# Assignment
The response must contain each line of the material that holds "target".

========================================================================

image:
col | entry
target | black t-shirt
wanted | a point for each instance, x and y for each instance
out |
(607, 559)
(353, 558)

========================================================================

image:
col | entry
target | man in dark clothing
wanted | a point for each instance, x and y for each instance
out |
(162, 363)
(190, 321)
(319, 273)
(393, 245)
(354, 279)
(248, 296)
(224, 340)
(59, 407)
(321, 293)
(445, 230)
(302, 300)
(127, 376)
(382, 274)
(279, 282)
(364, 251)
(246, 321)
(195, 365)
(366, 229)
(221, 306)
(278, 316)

========================================================================

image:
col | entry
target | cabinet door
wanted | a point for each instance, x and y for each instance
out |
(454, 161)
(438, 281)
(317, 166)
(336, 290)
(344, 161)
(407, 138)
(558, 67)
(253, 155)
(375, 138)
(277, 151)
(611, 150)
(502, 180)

========================================================================

# Response area
target | black t-shirt
target | man in dark clothing
target | cabinet door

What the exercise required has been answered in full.